Давид Азио - Ван Гог
Обзор книги Давид Азио - Ван Гог
Давид Азио
Ван Гог
Живопись прежде всего исповедь.
Из письма Винсента Ван Гога брату ТеоВан Гог не только знаменитый художник, но и одна из первых поп-икон XX века. У него миллионы поклонников. Американцы восхищаются им не меньше голландцев, а японцы просто сходят с ума, возможно даже не догадываясь, что их кумир сам был влюблён в их искусство. В восьмидесятых годах некий японский богач купил вангоговские «Ирисы» за девяносто семь с половиной миллионов долларов, установив мировой рекорд: в XX веке за произведение искусства таких денег прежде никогда не платили.

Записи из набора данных
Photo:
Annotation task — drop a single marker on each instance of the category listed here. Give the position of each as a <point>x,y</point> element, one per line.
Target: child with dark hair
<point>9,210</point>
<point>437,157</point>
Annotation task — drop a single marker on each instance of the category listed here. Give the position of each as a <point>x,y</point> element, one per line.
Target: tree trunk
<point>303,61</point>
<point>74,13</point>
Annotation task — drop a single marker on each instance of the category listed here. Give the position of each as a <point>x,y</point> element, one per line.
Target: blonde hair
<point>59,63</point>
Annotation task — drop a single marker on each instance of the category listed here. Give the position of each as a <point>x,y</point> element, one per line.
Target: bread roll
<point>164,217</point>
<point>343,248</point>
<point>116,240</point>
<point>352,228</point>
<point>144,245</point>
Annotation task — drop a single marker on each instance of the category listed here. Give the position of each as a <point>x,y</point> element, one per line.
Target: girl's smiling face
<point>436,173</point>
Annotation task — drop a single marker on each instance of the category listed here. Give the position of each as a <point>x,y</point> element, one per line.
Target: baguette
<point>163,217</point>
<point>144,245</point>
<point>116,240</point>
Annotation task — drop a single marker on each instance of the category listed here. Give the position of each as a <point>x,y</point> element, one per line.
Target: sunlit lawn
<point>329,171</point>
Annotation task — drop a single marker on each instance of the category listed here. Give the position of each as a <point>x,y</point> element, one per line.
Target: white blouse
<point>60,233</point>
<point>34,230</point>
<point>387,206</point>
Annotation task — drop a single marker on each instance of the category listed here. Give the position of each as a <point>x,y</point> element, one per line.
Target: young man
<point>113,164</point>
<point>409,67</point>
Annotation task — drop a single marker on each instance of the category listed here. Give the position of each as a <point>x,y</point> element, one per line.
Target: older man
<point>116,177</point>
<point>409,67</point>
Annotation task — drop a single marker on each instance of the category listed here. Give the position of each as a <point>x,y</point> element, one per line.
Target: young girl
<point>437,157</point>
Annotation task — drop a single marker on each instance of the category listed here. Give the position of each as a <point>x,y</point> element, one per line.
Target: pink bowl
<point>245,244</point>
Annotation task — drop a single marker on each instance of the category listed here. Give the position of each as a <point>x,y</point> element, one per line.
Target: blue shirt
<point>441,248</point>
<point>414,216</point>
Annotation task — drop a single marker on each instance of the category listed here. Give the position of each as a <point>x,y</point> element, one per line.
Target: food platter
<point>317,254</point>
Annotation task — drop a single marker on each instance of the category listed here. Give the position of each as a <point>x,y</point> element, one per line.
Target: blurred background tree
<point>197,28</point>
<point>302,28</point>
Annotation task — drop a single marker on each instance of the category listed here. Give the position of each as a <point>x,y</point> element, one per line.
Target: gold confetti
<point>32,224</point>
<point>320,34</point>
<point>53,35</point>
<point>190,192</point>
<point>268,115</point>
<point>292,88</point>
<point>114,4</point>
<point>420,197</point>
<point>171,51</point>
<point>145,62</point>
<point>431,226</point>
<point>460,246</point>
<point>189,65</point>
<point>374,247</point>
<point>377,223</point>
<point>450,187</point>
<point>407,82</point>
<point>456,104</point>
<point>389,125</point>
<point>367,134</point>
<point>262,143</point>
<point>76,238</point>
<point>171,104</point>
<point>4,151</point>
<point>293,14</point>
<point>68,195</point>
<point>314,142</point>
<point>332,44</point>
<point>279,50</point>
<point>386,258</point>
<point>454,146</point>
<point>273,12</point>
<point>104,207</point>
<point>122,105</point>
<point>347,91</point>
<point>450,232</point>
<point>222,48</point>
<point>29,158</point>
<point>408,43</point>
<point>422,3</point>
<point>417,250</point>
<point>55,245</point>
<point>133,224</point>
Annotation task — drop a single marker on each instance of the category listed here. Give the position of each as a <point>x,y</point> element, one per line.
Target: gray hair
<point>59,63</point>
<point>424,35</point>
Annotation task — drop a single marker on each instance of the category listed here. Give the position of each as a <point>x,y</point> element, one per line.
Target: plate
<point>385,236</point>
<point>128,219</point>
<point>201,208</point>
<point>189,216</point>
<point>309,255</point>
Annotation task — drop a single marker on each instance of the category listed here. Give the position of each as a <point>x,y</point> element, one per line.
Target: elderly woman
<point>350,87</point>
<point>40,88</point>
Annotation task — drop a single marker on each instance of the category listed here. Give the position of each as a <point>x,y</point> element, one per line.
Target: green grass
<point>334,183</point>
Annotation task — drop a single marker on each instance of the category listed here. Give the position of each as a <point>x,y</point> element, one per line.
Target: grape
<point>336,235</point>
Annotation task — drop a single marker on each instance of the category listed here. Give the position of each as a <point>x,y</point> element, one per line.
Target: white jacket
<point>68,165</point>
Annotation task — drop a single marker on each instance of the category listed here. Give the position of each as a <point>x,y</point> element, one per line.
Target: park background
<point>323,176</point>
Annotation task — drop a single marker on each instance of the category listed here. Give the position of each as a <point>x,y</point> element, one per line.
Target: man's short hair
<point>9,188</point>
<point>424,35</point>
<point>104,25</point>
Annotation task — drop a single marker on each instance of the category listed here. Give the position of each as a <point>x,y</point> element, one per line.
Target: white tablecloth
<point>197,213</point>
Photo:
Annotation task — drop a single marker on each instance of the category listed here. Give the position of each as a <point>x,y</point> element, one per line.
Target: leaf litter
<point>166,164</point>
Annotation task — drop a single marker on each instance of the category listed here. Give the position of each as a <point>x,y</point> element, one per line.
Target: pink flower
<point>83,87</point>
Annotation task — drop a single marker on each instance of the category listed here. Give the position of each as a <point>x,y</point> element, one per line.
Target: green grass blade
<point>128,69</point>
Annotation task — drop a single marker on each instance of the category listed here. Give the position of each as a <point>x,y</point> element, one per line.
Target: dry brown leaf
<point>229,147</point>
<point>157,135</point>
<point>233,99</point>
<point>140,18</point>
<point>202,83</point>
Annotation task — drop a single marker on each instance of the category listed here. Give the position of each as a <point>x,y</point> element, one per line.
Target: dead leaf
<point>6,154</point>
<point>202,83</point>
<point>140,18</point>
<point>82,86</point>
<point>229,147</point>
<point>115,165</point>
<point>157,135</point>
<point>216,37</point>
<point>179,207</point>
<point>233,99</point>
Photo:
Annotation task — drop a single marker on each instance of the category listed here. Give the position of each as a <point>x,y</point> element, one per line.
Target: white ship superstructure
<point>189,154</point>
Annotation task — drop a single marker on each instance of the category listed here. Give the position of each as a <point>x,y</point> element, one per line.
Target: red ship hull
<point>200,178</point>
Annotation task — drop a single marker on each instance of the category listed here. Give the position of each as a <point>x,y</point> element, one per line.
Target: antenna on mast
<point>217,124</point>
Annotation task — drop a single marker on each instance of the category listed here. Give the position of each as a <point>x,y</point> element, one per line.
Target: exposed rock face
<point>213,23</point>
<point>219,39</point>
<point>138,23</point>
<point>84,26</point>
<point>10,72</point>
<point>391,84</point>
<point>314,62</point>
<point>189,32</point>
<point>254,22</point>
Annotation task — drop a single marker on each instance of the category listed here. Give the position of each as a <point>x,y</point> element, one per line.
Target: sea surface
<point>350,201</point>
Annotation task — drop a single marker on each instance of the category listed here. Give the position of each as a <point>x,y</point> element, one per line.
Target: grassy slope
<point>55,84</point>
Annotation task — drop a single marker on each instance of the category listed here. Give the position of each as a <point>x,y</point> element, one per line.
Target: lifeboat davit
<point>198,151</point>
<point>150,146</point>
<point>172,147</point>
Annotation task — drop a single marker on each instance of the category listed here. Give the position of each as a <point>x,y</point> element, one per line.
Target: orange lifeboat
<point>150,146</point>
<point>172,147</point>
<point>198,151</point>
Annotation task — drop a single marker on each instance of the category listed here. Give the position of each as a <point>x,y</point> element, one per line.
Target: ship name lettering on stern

:: Задание ::
Перепишите слово в слово отрывок текста о Ван Гоге между словами "Из письма Винсента" и "никогда не платили.", включая оба. Работайте только с текстом о Ван Гоге.

:: Образец решения ::
Из письма Винсента Ван Гога брату ТеоВан Гог не только знаменитый художник, но и одна из первых поп-икон XX века. У него миллионы поклонников. Американцы восхищаются им не меньше голландцев, а японцы просто сходят с ума, возможно даже не догадываясь, что их кумир сам был влюблён в их искусство. В восьмидесятых годах некий японский богач купил вангоговские «Ирисы» за девяносто семь с половиной миллионов долларов, установив мировой рекорд: в XX веке за произведение искусства таких денег прежде никогда не платили.